Posted on Tue, Sep. 30, 2008 03:59 AM

If concert sound is bad, don’t blame the Sprint Center

On Wednesday night, Tina Turner opens her North American tour at the Sprint Center.

If you’re going to the show and it’s your first at the Sprint Center, be warned: Fans have complained about the acoustics.

If the sound is bad, whose fault is it? Fans have blamed the arena, but experts say bad sound falls on the sound engineer.

In the days after the Bruce Springsteen concert in August, fans swamped The Star’s music blog with complaints about the Sprint Center’s acoustics. Some examples:

“When you fork over $100-plus per ticket, you shouldn’t have to suffer through hours of bad audio.”

“The quality of the sound was terrible. First time at the (Sprint Center) and maybe the last.”

“The sound was HORRIBLE. Very disappointed. Even when I knew every word I couldn’t understand one thing he sang.”

However, the sound has been adequate or even good at other shows, like the Police, Tom Petty, Bon Jovi, Brad Paisley and all nine Garth Brooks shows.

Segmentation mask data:
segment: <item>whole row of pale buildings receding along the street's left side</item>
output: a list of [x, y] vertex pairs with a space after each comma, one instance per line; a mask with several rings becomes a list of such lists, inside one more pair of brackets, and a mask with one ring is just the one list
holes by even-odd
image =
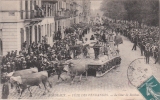
[[60, 30], [63, 36], [65, 28], [86, 22], [90, 8], [87, 1], [0, 0], [0, 55], [21, 50], [25, 41], [28, 46], [41, 42], [42, 36], [47, 36], [47, 42], [53, 45], [55, 32]]

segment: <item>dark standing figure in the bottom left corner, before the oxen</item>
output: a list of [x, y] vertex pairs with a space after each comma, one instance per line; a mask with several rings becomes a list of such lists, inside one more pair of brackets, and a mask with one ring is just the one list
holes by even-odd
[[5, 77], [4, 82], [5, 83], [3, 84], [3, 87], [2, 87], [2, 99], [8, 99], [9, 85], [8, 85], [7, 77]]

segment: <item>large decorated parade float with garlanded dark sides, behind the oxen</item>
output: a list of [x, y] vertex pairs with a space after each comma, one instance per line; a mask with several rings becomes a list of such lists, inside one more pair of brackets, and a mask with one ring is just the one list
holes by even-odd
[[89, 45], [81, 44], [71, 46], [72, 50], [80, 50], [80, 48], [89, 47], [94, 50], [94, 53], [89, 56], [86, 55], [86, 57], [77, 57], [73, 54], [74, 57], [69, 60], [69, 62], [72, 62], [75, 66], [79, 67], [86, 66], [88, 68], [88, 76], [102, 77], [121, 64], [121, 57], [115, 48], [111, 47], [109, 49], [112, 49], [113, 51], [108, 52], [110, 54], [104, 55], [104, 43], [96, 43], [96, 41], [90, 41]]

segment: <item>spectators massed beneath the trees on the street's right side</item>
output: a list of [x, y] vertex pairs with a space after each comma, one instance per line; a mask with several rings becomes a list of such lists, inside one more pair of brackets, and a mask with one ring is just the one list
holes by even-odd
[[159, 43], [159, 28], [151, 26], [138, 26], [134, 22], [111, 22], [113, 26], [122, 35], [126, 36], [133, 42], [132, 50], [140, 48], [141, 56], [145, 56], [146, 63], [149, 64], [150, 57], [155, 59], [155, 64], [160, 59], [160, 43]]

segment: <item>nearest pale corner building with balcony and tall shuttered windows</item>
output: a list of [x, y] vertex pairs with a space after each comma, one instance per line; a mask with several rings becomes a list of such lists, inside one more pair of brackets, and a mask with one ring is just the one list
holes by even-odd
[[56, 3], [50, 0], [1, 0], [1, 55], [21, 50], [24, 41], [27, 45], [42, 41], [45, 35], [52, 44]]

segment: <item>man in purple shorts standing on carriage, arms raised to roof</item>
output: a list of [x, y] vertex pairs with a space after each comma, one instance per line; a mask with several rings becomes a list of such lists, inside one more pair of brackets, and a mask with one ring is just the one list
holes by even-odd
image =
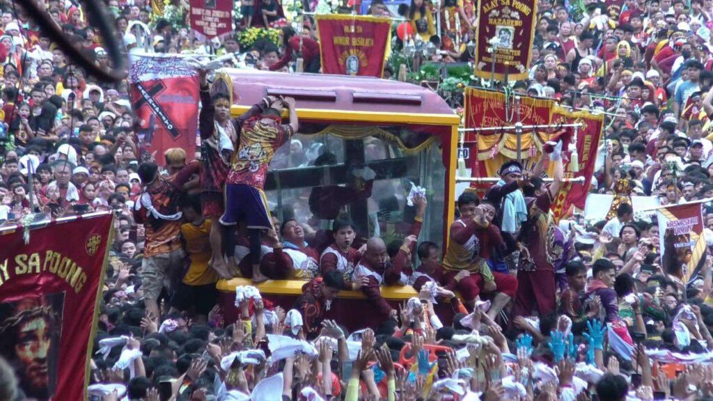
[[[280, 116], [285, 105], [289, 110], [289, 124], [282, 125]], [[263, 99], [247, 111], [247, 116], [238, 118], [239, 123], [242, 121], [245, 122], [236, 127], [242, 130], [238, 131], [240, 139], [225, 180], [225, 213], [220, 223], [237, 225], [238, 220], [245, 221], [250, 236], [252, 280], [262, 283], [267, 277], [260, 272], [260, 230], [273, 229], [262, 188], [275, 151], [289, 141], [299, 127], [294, 98]], [[235, 233], [228, 230], [225, 239], [230, 260], [235, 248]]]

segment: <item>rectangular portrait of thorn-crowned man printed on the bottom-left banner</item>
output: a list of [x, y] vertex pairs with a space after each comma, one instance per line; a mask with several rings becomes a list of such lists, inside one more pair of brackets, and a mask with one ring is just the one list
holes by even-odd
[[0, 303], [0, 355], [14, 367], [22, 400], [56, 391], [64, 293]]

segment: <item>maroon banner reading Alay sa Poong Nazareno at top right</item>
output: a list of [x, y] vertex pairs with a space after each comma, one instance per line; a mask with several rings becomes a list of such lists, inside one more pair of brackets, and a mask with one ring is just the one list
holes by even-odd
[[[478, 0], [476, 76], [498, 81], [528, 78], [537, 25], [537, 1]], [[495, 66], [493, 66], [493, 50]]]

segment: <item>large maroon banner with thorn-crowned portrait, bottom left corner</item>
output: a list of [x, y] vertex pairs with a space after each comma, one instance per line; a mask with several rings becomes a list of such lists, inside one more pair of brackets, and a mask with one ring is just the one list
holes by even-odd
[[112, 221], [0, 229], [0, 355], [28, 400], [86, 400]]

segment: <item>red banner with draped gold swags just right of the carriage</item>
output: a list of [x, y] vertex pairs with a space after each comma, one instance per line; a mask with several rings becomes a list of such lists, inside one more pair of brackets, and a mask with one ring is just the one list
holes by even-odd
[[[550, 123], [554, 102], [523, 96], [515, 101], [505, 93], [466, 88], [465, 128], [488, 128]], [[534, 158], [548, 140], [547, 131], [524, 130], [520, 136], [520, 158]], [[498, 168], [518, 156], [515, 130], [467, 131], [464, 145], [470, 155], [468, 166], [473, 177], [494, 177]]]

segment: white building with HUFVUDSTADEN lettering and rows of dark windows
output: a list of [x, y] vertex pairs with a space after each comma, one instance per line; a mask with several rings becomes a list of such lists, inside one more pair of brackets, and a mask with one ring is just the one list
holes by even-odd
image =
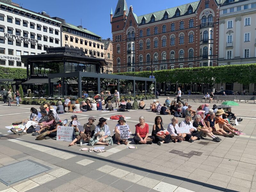
[[36, 13], [0, 1], [0, 66], [27, 68], [21, 55], [36, 55], [61, 46], [61, 22], [46, 12]]

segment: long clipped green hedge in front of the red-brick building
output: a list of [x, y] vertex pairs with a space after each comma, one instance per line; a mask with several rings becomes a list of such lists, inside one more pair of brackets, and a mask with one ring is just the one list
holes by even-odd
[[[218, 67], [175, 68], [153, 71], [158, 83], [256, 83], [256, 63]], [[115, 73], [115, 75], [149, 77], [151, 71]]]

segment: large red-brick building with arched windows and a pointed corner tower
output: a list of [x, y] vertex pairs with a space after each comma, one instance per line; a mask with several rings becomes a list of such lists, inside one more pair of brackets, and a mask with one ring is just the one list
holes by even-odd
[[217, 66], [218, 5], [200, 0], [137, 16], [118, 0], [110, 13], [114, 72]]

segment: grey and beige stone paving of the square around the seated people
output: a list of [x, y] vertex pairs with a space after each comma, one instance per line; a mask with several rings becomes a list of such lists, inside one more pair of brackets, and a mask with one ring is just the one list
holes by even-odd
[[[171, 98], [173, 99], [173, 98]], [[160, 97], [163, 103], [165, 97]], [[152, 100], [151, 100], [152, 102]], [[147, 100], [149, 107], [150, 100]], [[190, 102], [196, 109], [201, 102]], [[210, 104], [212, 107], [214, 103]], [[215, 191], [256, 191], [256, 109], [255, 104], [239, 103], [232, 112], [243, 118], [237, 127], [246, 135], [234, 138], [221, 137], [221, 142], [212, 142], [209, 138], [193, 143], [169, 143], [162, 146], [134, 145], [128, 149], [125, 145], [106, 146], [104, 153], [79, 150], [75, 145], [68, 147], [69, 142], [56, 140], [35, 140], [31, 134], [6, 140], [8, 133], [4, 126], [13, 121], [27, 118], [30, 108], [39, 106], [21, 105], [7, 107], [0, 104], [0, 167], [31, 159], [52, 169], [29, 179], [6, 186], [0, 182], [1, 192], [215, 192]], [[81, 124], [87, 123], [89, 116], [110, 117], [123, 114], [131, 117], [126, 120], [132, 133], [139, 116], [145, 116], [151, 133], [156, 113], [147, 110], [130, 112], [84, 112], [76, 114]], [[70, 119], [72, 113], [61, 114], [61, 120]], [[162, 116], [164, 127], [171, 122], [171, 116]], [[97, 123], [97, 120], [95, 123]], [[182, 118], [179, 118], [181, 122]], [[116, 121], [107, 121], [111, 134]], [[206, 142], [207, 145], [200, 144]], [[133, 145], [132, 139], [128, 146]], [[84, 147], [84, 145], [83, 145]], [[88, 146], [89, 147], [89, 146]], [[170, 153], [176, 150], [189, 154], [190, 158]], [[178, 152], [179, 153], [179, 152]], [[18, 173], [17, 173], [18, 174]]]

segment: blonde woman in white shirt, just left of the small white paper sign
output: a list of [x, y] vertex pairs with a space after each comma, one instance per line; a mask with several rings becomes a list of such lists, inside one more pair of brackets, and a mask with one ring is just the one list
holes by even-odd
[[168, 128], [167, 128], [167, 131], [171, 135], [171, 140], [174, 143], [181, 142], [182, 140], [185, 140], [184, 138], [186, 137], [186, 133], [177, 134], [177, 129], [179, 128], [178, 118], [177, 117], [172, 117], [171, 121], [172, 121], [172, 123], [170, 123], [168, 125]]

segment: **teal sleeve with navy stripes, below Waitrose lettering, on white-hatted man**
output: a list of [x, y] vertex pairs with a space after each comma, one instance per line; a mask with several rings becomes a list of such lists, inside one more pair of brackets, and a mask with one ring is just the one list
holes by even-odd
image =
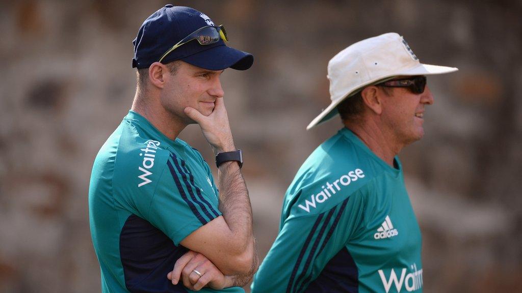
[[302, 292], [357, 230], [363, 197], [351, 194], [330, 210], [283, 223], [252, 283], [252, 293]]

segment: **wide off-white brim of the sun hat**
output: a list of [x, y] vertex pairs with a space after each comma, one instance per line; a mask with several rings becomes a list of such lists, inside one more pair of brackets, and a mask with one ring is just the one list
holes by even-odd
[[321, 112], [317, 117], [315, 117], [312, 122], [306, 126], [306, 130], [310, 130], [312, 127], [317, 126], [323, 122], [326, 122], [330, 120], [331, 118], [334, 118], [337, 114], [337, 105], [339, 105], [342, 101], [344, 101], [348, 96], [351, 94], [356, 93], [360, 89], [369, 86], [370, 84], [385, 81], [386, 79], [393, 78], [396, 76], [416, 76], [416, 75], [436, 75], [436, 74], [447, 74], [450, 72], [457, 71], [458, 68], [456, 67], [447, 67], [447, 66], [439, 66], [439, 65], [430, 65], [430, 64], [419, 64], [419, 66], [406, 69], [404, 71], [398, 71], [396, 74], [393, 75], [385, 75], [381, 77], [374, 78], [370, 81], [367, 81], [357, 88], [353, 88], [348, 90], [348, 92], [341, 97], [340, 99], [337, 99], [336, 101], [332, 101], [331, 104]]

### REQUIRED WORK
In the article on Sprint Center concert sound, whom do experts say is responsible for bad sound? The rows stand apart from the article and are separate material.

### SOLUTION FOR THIS PROBLEM
The sound engineer.